━━ DATA FOR THIS TASK

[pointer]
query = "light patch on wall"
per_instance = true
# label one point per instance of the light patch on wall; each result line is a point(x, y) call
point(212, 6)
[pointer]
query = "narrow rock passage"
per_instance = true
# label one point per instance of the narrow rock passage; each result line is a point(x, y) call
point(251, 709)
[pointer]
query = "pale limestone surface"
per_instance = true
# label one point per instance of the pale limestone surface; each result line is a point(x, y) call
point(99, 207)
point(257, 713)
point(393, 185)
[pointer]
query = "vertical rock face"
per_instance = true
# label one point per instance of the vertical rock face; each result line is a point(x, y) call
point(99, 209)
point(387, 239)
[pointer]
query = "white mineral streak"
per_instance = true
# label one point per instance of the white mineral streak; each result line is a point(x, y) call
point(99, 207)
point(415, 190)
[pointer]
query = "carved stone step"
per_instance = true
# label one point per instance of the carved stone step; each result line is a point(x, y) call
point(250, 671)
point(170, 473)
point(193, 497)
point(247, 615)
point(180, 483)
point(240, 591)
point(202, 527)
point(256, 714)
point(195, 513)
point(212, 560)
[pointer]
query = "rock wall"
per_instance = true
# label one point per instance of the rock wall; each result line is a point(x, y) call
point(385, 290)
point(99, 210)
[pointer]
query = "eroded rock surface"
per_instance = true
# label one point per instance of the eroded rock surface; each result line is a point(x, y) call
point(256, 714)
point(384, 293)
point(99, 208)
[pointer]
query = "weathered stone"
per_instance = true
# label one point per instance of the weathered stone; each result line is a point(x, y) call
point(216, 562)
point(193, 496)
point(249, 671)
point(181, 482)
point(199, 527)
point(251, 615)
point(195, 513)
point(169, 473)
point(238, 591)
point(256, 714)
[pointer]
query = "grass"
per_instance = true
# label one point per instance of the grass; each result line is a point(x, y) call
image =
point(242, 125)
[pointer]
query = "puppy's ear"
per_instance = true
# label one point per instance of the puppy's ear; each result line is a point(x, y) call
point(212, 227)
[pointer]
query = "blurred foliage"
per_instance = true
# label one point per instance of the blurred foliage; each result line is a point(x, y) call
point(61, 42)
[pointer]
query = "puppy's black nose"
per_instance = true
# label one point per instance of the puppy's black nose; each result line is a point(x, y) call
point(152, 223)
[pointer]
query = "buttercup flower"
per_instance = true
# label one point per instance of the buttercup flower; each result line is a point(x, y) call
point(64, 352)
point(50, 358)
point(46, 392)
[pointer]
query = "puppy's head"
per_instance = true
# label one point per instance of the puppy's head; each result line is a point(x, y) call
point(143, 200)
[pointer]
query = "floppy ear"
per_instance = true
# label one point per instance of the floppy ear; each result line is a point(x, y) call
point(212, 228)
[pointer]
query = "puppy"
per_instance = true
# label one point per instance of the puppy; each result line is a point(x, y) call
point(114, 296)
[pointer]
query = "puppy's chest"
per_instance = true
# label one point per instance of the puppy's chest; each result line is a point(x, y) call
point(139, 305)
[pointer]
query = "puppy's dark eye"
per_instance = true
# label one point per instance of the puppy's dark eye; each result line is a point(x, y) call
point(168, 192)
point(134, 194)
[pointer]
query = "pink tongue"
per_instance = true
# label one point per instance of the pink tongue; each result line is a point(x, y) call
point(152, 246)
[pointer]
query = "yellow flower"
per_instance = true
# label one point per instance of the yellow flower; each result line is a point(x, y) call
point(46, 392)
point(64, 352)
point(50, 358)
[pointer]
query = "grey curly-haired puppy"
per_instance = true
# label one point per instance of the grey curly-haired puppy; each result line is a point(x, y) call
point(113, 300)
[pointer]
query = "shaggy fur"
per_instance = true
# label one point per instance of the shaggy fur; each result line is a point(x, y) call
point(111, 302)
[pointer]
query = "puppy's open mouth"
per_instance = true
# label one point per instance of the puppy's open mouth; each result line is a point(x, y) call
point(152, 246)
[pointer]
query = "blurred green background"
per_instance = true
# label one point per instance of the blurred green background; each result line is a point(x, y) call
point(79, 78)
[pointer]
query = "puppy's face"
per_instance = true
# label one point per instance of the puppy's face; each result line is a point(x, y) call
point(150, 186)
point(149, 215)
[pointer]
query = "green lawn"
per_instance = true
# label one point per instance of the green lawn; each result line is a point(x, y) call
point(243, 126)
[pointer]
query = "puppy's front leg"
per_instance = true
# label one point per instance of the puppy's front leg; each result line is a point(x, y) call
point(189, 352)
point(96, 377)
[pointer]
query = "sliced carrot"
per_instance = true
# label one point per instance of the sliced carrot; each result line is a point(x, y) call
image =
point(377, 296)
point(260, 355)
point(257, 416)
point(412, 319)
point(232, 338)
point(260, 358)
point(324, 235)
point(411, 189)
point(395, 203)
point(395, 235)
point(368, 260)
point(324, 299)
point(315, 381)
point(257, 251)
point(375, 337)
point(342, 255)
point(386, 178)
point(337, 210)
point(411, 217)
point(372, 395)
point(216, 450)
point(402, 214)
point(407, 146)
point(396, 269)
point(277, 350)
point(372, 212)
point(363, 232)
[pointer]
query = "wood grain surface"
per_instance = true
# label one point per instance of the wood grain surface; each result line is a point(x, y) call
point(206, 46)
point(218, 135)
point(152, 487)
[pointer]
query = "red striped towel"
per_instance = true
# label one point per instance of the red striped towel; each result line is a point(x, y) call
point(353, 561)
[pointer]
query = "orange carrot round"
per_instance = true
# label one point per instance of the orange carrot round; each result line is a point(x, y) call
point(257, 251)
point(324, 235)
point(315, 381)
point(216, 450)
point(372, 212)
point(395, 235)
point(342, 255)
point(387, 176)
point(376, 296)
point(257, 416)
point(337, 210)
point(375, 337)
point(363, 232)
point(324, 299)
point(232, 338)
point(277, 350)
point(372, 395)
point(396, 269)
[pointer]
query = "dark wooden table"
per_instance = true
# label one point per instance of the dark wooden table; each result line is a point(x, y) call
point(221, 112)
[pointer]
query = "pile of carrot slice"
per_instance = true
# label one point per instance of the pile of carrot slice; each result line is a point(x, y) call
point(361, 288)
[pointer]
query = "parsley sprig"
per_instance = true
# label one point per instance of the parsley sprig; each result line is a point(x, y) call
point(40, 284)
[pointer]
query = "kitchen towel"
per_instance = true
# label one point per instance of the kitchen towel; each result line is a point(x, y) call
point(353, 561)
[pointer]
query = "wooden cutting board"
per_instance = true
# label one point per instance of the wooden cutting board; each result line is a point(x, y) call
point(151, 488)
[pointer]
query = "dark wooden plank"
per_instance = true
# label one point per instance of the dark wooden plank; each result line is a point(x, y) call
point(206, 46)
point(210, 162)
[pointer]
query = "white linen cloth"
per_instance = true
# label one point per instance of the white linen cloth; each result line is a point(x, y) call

━━━━

**REQUIREMENT**
Rewrite all the data above as a numbered list, leaving out any blank lines.

**TASK RESULT**
1. [pointer]
2. query = "light patch on wall"
3. per_instance = true
4. # label one point per instance of the light patch on wall; each result line is a point(x, y) call
5. point(212, 6)
6. [pointer]
7. query = "narrow rock passage"
8. per_instance = true
9. # label one point per instance of the narrow rock passage; each result line is a point(x, y) call
10. point(251, 709)
11. [pointer]
12. query = "pale limestone surface"
13. per_instance = true
14. # label one point per instance of the pale limestone surface; each result line is a point(x, y) call
15. point(99, 207)
16. point(257, 713)
17. point(393, 185)
18. [pointer]
19. query = "vertical rock face"
20. per_instance = true
21. # label one point per instance of the vertical rock face; each result line is a point(x, y) call
22. point(99, 209)
23. point(387, 239)
24. [pointer]
25. query = "white mineral streak"
26. per_instance = true
27. # label one point per instance of the white mineral streak; each result line is a point(x, y) call
28. point(99, 207)
29. point(415, 190)
30. [pointer]
31. query = "carved stone step"
32. per_instance = true
33. # label one point per instance of the carved stone step; each result line is a point(x, y) call
34. point(250, 671)
35. point(170, 473)
36. point(193, 497)
37. point(247, 615)
38. point(180, 483)
39. point(240, 591)
40. point(202, 527)
41. point(256, 714)
42. point(195, 513)
43. point(212, 560)
44. [pointer]
45. query = "rock wall"
46. per_instance = true
47. # label one point per instance of the rock wall; each result line is a point(x, y) call
48. point(385, 290)
49. point(99, 210)
50. [pointer]
51. query = "eroded rock surface"
52. per_instance = true
53. # label one point per instance of the eroded rock surface; each result line is a point(x, y) call
54. point(256, 714)
55. point(384, 293)
56. point(99, 208)
57. [pointer]
58. query = "weathered stone"
59. per_instance = true
60. # label one point per instance of the weathered stone; each result line is a point(x, y) call
61. point(216, 562)
62. point(193, 496)
63. point(249, 671)
64. point(181, 482)
65. point(199, 527)
66. point(251, 615)
67. point(195, 513)
68. point(169, 473)
69. point(238, 591)
70. point(256, 714)
71. [pointer]
72. query = "grass"
73. per_instance = true
74. # label one point per instance of the grass; each result line is a point(x, y) call
75. image =
76. point(242, 125)
77. [pointer]
78. query = "puppy's ear"
79. per_instance = true
80. # label one point per instance of the puppy's ear; each result line is a point(x, y) call
81. point(212, 227)
82. [pointer]
83. query = "blurred foliage"
84. per_instance = true
85. # label one point per instance of the blurred foliage; each result line is a point(x, y) call
86. point(61, 42)
87. [pointer]
88. query = "puppy's black nose"
89. per_instance = true
90. # label one point per instance of the puppy's black nose; each result line is a point(x, y) call
91. point(152, 223)
92. [pointer]
93. query = "buttercup flower"
94. per_instance = true
95. # label one point per instance of the buttercup flower; each result line is a point(x, y) call
96. point(64, 352)
97. point(50, 358)
98. point(46, 392)
99. [pointer]
100. query = "puppy's head"
101. per_instance = true
102. # label one point per instance of the puppy's head; each result line is a point(x, y) call
103. point(143, 200)
104. [pointer]
105. query = "floppy ear"
106. per_instance = true
107. # label one point per instance of the floppy ear; each result line is a point(x, y) call
108. point(212, 228)
109. [pointer]
110. query = "puppy"
111. per_instance = true
112. # label one point per instance of the puppy; each result line is a point(x, y) call
113. point(114, 296)
114. [pointer]
115. query = "puppy's chest"
116. per_instance = true
117. # label one point per instance of the puppy's chest; each result line is a point(x, y) call
118. point(139, 305)
119. [pointer]
120. query = "puppy's dark eye"
121. per_instance = true
122. # label one point per instance of the puppy's dark eye; each result line is a point(x, y) call
123. point(168, 192)
124. point(134, 194)
125. [pointer]
126. query = "pink tongue"
127. per_instance = true
128. # label one point per instance of the pink tongue; each result line is a point(x, y) call
129. point(152, 246)
130. [pointer]
131. query = "yellow flower"
132. per_instance = true
133. # label one point per instance of the yellow flower; each result line is a point(x, y) call
134. point(46, 392)
135. point(64, 352)
136. point(50, 358)
137. [pointer]
138. query = "grey curly-haired puppy"
139. per_instance = true
140. # label one point per instance of the grey curly-haired puppy; each result line is a point(x, y) call
141. point(113, 300)
142. [pointer]
143. query = "shaggy fur"
144. per_instance = true
145. # label one point per instance of the shaggy fur; each result line is a point(x, y) call
146. point(111, 302)
147. [pointer]
148. query = "puppy's open mouth"
149. per_instance = true
150. # label one point per instance of the puppy's open mouth; each result line is a point(x, y) call
151. point(152, 246)
152. [pointer]
153. query = "blurred green background"
154. per_instance = true
155. # label one point per instance of the blurred green background; each result line is a point(x, y) call
156. point(79, 78)
157. [pointer]
158. query = "puppy's face"
159. per_instance = true
160. # label one point per instance of the puppy's face; each result line is a point(x, y) call
161. point(150, 186)
162. point(149, 215)
163. [pointer]
164. query = "green lawn"
165. per_instance = true
166. # label one point per instance of the green lawn; each result line is a point(x, y) call
167. point(243, 126)
168. [pointer]
169. query = "puppy's front leg"
170. per_instance = true
171. # label one point per instance of the puppy's front leg; each result line is a point(x, y) call
172. point(189, 352)
173. point(96, 377)
174. [pointer]
175. query = "sliced carrot"
176. per_instance = true
177. # label one point per instance of the sliced carrot; each result line is a point(x, y) call
178. image =
179. point(377, 296)
180. point(260, 355)
181. point(257, 416)
182. point(412, 319)
183. point(232, 338)
184. point(260, 358)
185. point(324, 235)
186. point(411, 189)
187. point(395, 203)
188. point(395, 235)
189. point(368, 260)
190. point(324, 299)
191. point(315, 381)
192. point(257, 251)
193. point(375, 337)
194. point(342, 255)
195. point(386, 178)
196. point(337, 210)
197. point(411, 217)
198. point(372, 395)
199. point(216, 450)
200. point(402, 214)
201. point(407, 146)
202. point(396, 269)
203. point(277, 350)
204. point(372, 212)
205. point(363, 232)
206. [pointer]
207. query = "wood grain surface"
208. per_instance = true
209. # label one point per instance of the wood grain surface; each result line is a point(x, y) call
210. point(206, 46)
211. point(218, 135)
212. point(152, 487)
213. [pointer]
214. query = "red striped towel"
215. per_instance = true
216. # label one point per instance of the red striped towel; each result line is a point(x, y) call
217. point(353, 561)
218. [pointer]
219. query = "orange carrot round"
220. per_instance = true
221. # label one point per instance of the orange carrot round; each result line is a point(x, y) call
222. point(257, 251)
223. point(324, 235)
224. point(315, 381)
225. point(216, 450)
226. point(372, 212)
227. point(395, 235)
228. point(342, 255)
229. point(387, 176)
230. point(376, 296)
231. point(257, 416)
232. point(337, 210)
233. point(375, 337)
234. point(363, 232)
235. point(324, 299)
236. point(232, 338)
237. point(277, 350)
238. point(372, 395)
239. point(396, 269)
240. [pointer]
241. query = "dark wooden table"
242. per_instance = true
243. # label one point per instance of the dark wooden table; each result line is a point(x, y) call
244. point(221, 112)
245. [pointer]
246. query = "pile of carrot slice"
247. per_instance = true
248. # label one point per instance of the pile of carrot slice; each result line is a point(x, y) call
249. point(361, 288)
250. [pointer]
251. query = "parsley sprig"
252. per_instance = true
253. # label one point per instance of the parsley sprig; each result line is a point(x, y) call
254. point(40, 284)
255. [pointer]
256. query = "kitchen towel"
257. per_instance = true
258. # label one point per instance of the kitchen towel; each result line is a point(x, y) call
259. point(353, 561)
260. [pointer]
261. query = "wooden cutting board"
262. per_instance = true
263. # label one point per instance of the wooden cutting board; each result line is a point(x, y) call
264. point(151, 488)
265. [pointer]
266. query = "dark wooden plank"
267. per_instance = true
268. # label one point per instance of the dark wooden plank; each result line is a point(x, y) call
269. point(206, 46)
270. point(210, 162)
271. [pointer]
272. query = "white linen cloth"
273. per_instance = true
274. # label one point per instance of the white linen cloth; each result line is a point(x, y) call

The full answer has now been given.